▸ Written task 1
Copy the concert review word for word from "Ms. Price, accompanied" to "depth of feeling.".
▸ Written task 2
According to the concert review, in what year were Afro-Cubans freed from slavery?
▸ Written task 3
Write what comes next in the concert review, picking up after its final sentence.

▸ Reading passage
________________________

Ms. Dishman was then joined by baritone Benjamin Dickerson for a cute romantic ditty entitled "The Palatine's Daughter". From Mr. Blier's program notes, we learned that the Palatines were a German-speaking group who were forced out of their country by war in the early 18th c. and given asylum by England. Apparently they assimilated successfully, in this case through romance. The accompaniment by the flute of Marco Granados was lovely.

Let us skip over the song by Arnold Bax, a Brit who was as entranced by Ireland as was Victor Herbert, about whom we wrote last week.  But we won't skip without mentioning the powerful piano of Ho Jae Lee whose artistry on the piano is astonishing.

John Corigliano also set Irish folksongs and Ms. Price's clear and lovely soprano wove in and out of the fanciful line of the flute.

But the song from Ireland that captured our heart was Houston Collisson's "Eileen Og" which was given a charming and humor filled performance by tenor Jack Swanson, joined by Mr. Granados' flute. The song contained a very particular lesson for men who go a-courtin'.

The ship was ready to sail and off we went to Cuba where the "Spanish elements suppressed, resisted, slowly co-opted, and finally embraced the rhythms of the oppressed Afro-Cubans". Does that scenario sound familiar? Afro-Cubans were not freed from slavery until 1886 and yet, today, seem far more integrated than Afro-Americans.  Cuban music is a "grafting of Spanish elegance onto the complex throb of African rhythms".  (Wish we'd written that!)

It took four hands of piano (Mr. Blier and Mr. Lee) to give enough textural support to Mr. Swanson and Mr. Dickerson as they performed "Guarina", a lyrical serenade written by the untrained but gifted composer Sindo Garay.

Ms. Price, accompanied by Mr. Lee, excelled in Ernesto Lecuona's setting of "Quiero ser hombre", text by the Uruguayan feminist poet Juana Ibarbourou.

Cuba must stand among the nations of the New World which adapted the Spanish operetta known as zarzuela to their own use. Mr. Brier's droll explication added much to our enjoyment of "Aria de Matilde" from Jose Mauri's La Esclava. It was not the only piece to highlight difficult social issues like interracial romance, but it was one of the first.  Dark-skinned heroine (soprano) has dark-skinned lover (baritone) but gets seduced by aristocratic light-skinned man (tenor) gets pregnant and commits suicide. In this case, however, the aria was sung by a mezzo and Ms. Dishman sang it with lovely tone and depth of feeling.

The funniest song in Cuba must have been Emilio Grenet's "Tu no sab ingle" (sic) which sounds like a Spanish answer to ebonics. Mr. Dickerson (whom we have now heard in French, German, English, and Spanish) was hilarious lecturing his friend about his linguistic failure with American girls.

________________________

▸ Entries provided
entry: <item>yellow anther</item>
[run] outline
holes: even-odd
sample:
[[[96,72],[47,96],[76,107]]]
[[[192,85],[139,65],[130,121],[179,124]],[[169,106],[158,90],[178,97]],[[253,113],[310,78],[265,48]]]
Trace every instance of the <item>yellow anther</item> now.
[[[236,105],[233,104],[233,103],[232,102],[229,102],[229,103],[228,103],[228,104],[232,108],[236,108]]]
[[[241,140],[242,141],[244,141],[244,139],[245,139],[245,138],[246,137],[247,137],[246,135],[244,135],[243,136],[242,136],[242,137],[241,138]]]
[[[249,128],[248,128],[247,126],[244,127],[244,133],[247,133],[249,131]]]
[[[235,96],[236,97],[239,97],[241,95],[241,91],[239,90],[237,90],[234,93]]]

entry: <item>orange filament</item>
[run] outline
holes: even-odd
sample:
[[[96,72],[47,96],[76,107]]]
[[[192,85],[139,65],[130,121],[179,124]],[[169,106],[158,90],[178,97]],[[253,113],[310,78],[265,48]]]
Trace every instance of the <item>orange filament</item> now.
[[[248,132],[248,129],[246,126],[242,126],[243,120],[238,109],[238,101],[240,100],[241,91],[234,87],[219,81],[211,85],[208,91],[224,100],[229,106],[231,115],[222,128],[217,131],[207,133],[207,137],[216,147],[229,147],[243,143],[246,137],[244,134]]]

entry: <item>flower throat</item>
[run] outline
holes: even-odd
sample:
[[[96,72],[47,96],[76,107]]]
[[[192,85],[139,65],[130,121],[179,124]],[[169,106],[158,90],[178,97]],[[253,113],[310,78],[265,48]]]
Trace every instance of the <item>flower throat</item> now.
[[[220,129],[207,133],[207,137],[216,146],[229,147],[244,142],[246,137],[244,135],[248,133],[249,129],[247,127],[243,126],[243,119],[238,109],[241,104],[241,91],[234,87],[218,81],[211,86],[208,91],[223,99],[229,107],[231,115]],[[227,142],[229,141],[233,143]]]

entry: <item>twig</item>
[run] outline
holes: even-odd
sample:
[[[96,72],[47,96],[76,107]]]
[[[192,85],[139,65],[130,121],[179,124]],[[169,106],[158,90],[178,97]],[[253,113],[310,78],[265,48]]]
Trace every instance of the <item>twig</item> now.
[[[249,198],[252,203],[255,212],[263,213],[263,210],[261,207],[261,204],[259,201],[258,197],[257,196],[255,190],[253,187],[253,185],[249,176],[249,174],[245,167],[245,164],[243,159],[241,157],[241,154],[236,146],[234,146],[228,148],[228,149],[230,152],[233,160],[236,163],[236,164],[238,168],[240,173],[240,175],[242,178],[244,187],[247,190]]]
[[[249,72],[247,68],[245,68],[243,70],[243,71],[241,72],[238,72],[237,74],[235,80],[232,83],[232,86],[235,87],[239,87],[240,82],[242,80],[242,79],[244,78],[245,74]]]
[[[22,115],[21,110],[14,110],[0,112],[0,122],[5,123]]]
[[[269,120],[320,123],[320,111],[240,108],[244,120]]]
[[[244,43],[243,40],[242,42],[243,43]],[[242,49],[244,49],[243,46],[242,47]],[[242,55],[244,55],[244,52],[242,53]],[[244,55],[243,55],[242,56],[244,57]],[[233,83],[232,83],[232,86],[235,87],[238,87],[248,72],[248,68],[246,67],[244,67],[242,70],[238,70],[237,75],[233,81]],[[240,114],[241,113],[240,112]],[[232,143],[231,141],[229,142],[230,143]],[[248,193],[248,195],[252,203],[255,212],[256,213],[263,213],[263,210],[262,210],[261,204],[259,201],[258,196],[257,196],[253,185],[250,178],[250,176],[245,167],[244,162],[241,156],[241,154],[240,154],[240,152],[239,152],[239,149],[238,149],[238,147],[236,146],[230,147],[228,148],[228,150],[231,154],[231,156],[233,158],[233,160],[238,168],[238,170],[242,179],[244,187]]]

________________________

▸ Expected output 1
Ms. Price, accompanied by Mr. Lee, excelled in Ernesto Lecuona's setting of "Quiero ser hombre", text by the Uruguayan feminist poet Juana Ibarbourou.

Cuba must stand among the nations of the New World which adapted the Spanish operetta known as zarzuela to their own use. Mr. Brier's droll explication added much to our enjoyment of "Aria de Matilde" from Jose Mauri's La Esclava. It was not the only piece to highlight difficult social issues like interracial romance, but it was one of the first.  Dark-skinned heroine (soprano) has dark-skinned lover (baritone) but gets seduced by aristocratic light-skinned man (tenor) gets pregnant and commits suicide. In this case, however, the aria was sung by a mezzo and Ms. Dishman sang it with lovely tone and depth of feeling.

▸ Expected output 2
1886

▸ Expected output 3
After the interval, we weighed anchor once more and set sail for Madagascar. The traditional Zulu melody, gloriously harmonized by Ms. Price, Ms. Dishman, and Mr. Swanson thrilled us with its strange words and interesting harmonies. 

However, as hard as we tried to like Maurice Ravel's Chansons Madecasses, we were unable to relate to the music. The French text of "Nahandove" and "Il est doux" was incredibly sensual which we readily picked up from Mr. Lee's piano and the delicacy of the cello, beautifully bowed by Nan-Cheng Chen. However, the vocal line did nothing for us and Mr. Dickerson's use of the music stand prevented us from feeling the connection we felt in the Zulu piece.

We were very happy to dock in Manhattan and Cole Porter's "I Happen to Like New York" perfectly expressed our sentiments. All four singers and all four hands on the piano were enlisted for this exciting final song with its punchy Anglo-Saxon rhymes.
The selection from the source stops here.